**THE PROBLEM:**
From the listing below, output only the lines starting at the line that has "428, row 260." and ending at the line that has "Query: hockey player in grey jersey", exactly as they appear, ends included.

━━━ DATA IN THIS EXERCISE

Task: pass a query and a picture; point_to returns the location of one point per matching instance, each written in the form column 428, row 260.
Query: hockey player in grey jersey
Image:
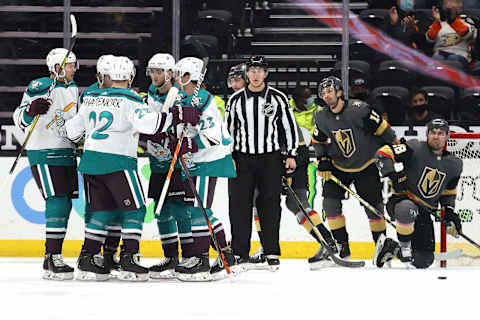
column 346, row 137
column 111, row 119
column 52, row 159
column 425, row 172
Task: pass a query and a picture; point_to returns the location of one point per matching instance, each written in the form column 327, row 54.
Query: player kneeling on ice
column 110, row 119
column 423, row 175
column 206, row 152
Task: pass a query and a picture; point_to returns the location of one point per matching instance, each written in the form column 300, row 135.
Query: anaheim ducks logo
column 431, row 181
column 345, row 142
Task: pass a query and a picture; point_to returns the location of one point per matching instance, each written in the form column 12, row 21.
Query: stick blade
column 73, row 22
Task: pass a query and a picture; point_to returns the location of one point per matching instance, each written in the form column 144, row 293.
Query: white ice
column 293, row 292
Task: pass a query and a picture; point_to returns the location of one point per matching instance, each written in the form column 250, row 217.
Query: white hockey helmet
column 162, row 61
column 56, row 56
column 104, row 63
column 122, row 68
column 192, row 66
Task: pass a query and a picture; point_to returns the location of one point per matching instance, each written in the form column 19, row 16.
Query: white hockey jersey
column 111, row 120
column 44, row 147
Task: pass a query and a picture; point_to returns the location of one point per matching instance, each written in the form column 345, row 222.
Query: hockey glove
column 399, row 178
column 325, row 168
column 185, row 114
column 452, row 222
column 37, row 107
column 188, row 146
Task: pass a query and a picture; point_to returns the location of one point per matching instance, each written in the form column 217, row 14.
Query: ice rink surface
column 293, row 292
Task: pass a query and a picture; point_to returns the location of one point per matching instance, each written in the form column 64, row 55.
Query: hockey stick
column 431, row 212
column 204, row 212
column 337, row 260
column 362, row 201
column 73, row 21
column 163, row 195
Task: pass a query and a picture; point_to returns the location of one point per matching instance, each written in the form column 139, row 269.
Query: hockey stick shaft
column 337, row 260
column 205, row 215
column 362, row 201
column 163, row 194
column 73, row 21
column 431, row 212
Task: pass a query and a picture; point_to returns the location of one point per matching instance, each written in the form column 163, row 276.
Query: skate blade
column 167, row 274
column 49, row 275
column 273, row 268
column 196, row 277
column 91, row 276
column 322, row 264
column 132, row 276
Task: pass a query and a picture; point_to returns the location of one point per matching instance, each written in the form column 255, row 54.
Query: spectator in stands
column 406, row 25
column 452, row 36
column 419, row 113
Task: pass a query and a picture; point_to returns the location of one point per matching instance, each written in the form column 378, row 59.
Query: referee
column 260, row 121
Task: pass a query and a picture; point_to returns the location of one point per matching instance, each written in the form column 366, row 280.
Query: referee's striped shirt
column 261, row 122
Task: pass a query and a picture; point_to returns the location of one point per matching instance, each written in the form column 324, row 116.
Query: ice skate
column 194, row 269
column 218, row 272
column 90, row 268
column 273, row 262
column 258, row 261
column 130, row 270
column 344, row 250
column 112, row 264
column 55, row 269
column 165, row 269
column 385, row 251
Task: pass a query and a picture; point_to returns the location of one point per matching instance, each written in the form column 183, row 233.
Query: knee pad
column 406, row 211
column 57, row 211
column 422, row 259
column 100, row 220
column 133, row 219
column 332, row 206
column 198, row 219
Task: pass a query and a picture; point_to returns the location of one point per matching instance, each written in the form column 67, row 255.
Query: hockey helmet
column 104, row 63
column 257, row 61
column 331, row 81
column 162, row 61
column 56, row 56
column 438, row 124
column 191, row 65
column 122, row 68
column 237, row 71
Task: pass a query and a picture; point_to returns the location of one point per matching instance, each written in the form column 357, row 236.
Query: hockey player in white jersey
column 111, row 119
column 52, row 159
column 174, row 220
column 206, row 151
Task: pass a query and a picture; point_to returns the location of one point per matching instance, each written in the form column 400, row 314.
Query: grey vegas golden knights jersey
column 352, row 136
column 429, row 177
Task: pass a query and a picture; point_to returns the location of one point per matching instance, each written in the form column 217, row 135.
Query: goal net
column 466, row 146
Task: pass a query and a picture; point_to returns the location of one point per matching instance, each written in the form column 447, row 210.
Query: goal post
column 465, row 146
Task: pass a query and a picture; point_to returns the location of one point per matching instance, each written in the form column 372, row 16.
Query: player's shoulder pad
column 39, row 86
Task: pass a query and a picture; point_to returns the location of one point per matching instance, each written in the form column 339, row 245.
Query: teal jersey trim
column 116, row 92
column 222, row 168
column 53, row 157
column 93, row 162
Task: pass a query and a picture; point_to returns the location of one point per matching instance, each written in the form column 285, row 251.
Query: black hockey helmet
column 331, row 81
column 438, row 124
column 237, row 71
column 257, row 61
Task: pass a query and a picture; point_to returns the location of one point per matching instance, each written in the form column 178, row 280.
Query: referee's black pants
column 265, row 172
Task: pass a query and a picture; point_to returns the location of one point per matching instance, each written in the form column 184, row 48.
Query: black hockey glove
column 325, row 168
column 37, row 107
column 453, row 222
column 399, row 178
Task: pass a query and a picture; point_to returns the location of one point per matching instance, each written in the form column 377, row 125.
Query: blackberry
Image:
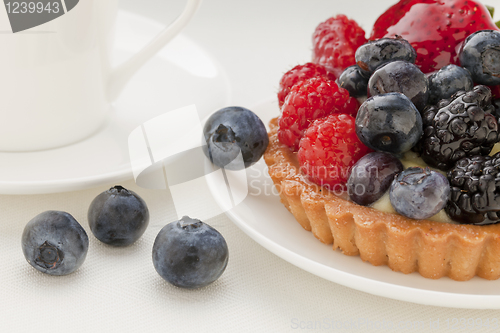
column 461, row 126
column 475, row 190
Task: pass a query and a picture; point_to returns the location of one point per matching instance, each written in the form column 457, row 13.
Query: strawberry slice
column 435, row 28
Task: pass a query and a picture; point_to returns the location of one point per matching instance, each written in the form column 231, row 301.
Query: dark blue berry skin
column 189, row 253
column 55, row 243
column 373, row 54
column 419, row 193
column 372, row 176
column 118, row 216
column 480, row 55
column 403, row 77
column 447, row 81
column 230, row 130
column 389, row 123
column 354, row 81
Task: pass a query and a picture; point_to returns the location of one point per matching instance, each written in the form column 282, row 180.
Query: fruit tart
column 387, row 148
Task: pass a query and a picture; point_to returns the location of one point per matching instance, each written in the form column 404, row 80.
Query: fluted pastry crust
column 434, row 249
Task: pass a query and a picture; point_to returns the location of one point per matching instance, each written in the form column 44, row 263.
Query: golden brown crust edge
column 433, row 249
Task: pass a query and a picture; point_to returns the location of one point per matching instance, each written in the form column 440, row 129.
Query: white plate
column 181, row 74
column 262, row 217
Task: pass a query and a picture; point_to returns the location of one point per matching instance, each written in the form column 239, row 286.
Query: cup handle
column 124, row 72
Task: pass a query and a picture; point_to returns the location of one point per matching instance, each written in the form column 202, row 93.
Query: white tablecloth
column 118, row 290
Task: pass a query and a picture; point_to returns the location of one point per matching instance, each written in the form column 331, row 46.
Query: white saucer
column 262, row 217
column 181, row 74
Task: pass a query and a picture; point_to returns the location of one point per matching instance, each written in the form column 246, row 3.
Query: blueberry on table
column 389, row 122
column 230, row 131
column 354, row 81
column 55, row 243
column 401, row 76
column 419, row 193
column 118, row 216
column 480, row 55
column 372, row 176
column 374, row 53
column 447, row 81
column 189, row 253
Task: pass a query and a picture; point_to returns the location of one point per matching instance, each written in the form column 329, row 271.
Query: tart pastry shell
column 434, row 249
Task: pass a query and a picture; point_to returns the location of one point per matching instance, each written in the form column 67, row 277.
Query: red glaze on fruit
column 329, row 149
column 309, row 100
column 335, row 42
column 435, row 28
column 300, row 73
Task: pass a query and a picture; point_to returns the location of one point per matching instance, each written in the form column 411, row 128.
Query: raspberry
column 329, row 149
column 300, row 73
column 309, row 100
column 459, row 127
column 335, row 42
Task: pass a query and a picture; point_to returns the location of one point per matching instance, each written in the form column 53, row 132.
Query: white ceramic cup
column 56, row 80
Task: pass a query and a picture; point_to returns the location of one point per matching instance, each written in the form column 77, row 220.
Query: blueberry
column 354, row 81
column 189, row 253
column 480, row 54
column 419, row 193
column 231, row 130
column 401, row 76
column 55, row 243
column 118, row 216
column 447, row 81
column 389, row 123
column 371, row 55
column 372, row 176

━━━━━━
━━━ DATA IN THIS EXERCISE

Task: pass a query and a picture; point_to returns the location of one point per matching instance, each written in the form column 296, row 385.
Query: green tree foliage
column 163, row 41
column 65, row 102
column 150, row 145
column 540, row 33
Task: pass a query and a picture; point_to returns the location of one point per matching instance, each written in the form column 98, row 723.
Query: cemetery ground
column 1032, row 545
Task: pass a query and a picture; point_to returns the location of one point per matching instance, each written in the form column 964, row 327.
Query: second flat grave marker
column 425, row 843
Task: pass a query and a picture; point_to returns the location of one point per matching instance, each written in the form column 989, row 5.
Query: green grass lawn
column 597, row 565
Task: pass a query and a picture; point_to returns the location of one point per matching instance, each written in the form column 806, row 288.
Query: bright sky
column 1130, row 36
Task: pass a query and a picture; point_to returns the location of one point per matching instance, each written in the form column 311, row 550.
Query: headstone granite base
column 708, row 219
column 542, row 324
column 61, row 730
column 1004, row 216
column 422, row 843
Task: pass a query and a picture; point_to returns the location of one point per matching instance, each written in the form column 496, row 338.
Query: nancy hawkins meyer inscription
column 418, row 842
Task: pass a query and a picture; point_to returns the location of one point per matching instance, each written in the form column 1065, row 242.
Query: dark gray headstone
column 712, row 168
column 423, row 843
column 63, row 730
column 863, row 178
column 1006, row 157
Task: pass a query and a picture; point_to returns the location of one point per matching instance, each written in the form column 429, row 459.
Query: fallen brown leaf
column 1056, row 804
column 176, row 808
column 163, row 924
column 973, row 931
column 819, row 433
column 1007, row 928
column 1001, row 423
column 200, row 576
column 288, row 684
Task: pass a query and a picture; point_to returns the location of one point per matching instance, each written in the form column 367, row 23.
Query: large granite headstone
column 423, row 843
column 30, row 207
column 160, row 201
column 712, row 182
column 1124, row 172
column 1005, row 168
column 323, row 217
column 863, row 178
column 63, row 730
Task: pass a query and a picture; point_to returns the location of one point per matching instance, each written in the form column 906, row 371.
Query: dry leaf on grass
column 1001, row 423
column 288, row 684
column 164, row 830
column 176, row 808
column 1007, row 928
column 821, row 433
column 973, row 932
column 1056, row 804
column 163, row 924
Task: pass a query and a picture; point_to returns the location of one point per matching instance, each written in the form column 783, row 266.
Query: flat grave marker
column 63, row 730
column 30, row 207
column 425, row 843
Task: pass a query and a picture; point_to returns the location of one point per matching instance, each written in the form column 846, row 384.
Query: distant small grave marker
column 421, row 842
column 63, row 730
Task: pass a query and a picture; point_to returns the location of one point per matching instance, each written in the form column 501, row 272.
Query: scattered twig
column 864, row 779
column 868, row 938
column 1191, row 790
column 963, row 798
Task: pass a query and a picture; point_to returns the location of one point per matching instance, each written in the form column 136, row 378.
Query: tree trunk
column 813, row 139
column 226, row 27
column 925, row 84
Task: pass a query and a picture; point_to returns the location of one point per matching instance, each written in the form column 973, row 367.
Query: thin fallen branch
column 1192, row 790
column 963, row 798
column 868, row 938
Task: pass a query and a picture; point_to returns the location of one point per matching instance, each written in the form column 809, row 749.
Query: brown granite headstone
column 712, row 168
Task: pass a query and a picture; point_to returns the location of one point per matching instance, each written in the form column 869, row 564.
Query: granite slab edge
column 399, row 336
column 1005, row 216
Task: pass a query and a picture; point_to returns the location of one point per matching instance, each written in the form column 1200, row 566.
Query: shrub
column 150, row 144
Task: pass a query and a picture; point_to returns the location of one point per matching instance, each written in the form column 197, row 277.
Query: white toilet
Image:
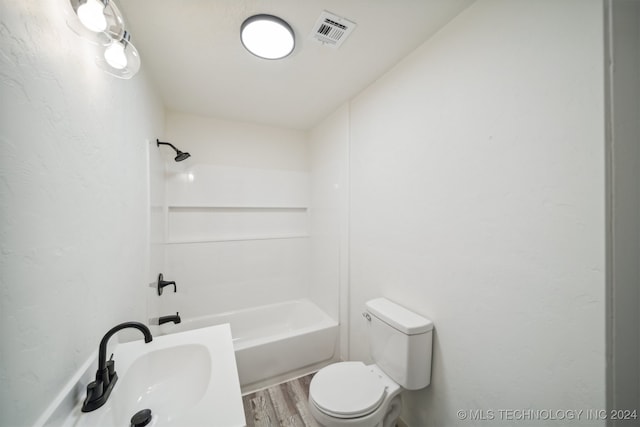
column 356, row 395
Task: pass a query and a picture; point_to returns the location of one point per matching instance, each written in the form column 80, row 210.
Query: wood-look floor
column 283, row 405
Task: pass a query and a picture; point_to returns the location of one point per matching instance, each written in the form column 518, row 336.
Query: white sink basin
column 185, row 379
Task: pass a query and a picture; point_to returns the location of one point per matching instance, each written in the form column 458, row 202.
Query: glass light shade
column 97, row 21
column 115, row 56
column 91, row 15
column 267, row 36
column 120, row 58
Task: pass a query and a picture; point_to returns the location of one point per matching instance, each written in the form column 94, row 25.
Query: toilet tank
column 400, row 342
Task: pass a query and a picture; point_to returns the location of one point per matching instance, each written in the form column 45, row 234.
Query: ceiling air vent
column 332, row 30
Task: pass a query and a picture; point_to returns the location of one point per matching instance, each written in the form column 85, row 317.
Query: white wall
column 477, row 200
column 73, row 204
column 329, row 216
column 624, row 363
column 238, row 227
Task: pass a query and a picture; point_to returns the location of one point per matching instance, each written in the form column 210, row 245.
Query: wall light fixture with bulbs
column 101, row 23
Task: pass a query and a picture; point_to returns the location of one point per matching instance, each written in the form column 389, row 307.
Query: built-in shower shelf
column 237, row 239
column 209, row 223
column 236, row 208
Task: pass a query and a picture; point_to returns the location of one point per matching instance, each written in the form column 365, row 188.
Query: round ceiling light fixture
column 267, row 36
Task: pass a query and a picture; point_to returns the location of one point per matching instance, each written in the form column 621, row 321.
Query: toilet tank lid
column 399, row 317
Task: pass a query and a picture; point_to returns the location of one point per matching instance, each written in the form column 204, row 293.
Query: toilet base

━━━━━━
━━━ DATA IN THIS EXERCISE

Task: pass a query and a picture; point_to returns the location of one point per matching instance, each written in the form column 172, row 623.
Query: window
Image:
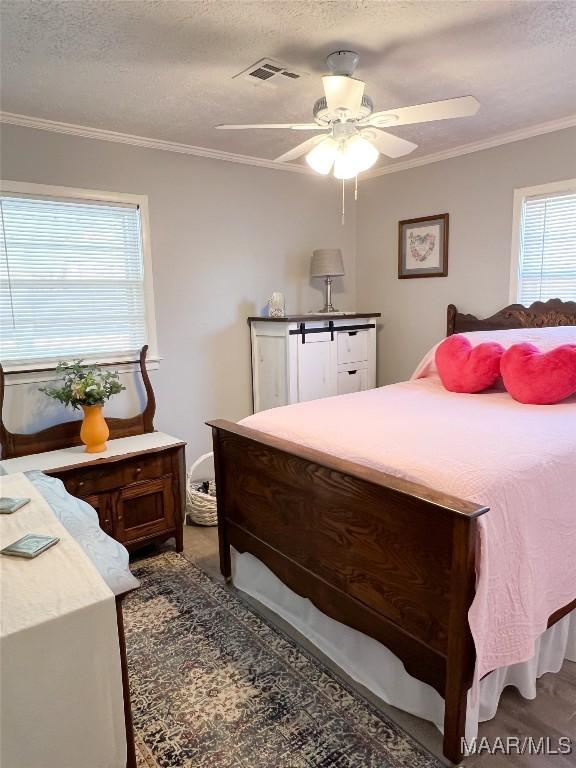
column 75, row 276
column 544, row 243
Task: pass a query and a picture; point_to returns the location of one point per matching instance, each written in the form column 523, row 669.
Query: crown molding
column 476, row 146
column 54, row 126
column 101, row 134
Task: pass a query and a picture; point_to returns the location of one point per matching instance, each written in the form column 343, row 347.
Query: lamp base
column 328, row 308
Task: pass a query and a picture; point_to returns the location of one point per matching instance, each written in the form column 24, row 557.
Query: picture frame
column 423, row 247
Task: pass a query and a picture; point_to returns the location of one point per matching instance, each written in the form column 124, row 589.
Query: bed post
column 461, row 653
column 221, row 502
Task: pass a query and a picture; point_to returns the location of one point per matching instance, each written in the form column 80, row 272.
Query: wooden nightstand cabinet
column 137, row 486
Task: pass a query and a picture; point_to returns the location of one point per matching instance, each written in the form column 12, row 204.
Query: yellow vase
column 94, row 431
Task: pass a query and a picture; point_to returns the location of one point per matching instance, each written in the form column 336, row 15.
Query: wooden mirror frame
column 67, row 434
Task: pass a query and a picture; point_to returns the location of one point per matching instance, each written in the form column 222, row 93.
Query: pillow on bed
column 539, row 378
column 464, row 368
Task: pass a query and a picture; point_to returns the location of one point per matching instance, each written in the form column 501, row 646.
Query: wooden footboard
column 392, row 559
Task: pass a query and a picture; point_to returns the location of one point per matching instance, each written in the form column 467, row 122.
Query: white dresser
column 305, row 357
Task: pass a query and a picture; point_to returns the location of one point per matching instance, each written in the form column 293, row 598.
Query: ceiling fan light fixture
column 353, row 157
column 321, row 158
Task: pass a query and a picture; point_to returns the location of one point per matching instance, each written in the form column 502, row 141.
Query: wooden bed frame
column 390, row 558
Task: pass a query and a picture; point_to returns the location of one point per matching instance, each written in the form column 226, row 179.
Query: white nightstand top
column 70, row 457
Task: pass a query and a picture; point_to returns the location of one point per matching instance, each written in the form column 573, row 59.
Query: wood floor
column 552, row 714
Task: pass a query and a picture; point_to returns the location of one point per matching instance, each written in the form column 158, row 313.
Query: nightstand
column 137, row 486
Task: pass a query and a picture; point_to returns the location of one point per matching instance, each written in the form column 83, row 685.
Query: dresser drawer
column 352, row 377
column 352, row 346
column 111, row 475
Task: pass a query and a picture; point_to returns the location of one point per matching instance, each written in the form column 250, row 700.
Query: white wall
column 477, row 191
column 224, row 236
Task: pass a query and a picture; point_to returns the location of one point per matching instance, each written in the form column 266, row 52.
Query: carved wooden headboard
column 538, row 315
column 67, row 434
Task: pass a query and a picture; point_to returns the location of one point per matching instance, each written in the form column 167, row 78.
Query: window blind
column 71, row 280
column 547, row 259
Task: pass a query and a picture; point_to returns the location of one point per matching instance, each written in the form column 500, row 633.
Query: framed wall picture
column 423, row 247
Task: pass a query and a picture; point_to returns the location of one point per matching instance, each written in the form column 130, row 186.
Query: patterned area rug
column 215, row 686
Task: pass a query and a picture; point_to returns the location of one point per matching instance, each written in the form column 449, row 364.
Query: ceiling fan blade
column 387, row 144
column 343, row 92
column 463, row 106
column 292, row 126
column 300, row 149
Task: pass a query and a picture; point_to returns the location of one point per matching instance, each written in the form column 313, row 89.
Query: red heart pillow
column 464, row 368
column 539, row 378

━━━━━━

**SOLUTION TO THE EXERCISE:**
Task: pass a query and a picture; point_to returns the location of one point per matching instance, each written in the form column 428, row 260.
Query: hockey player in grey jersey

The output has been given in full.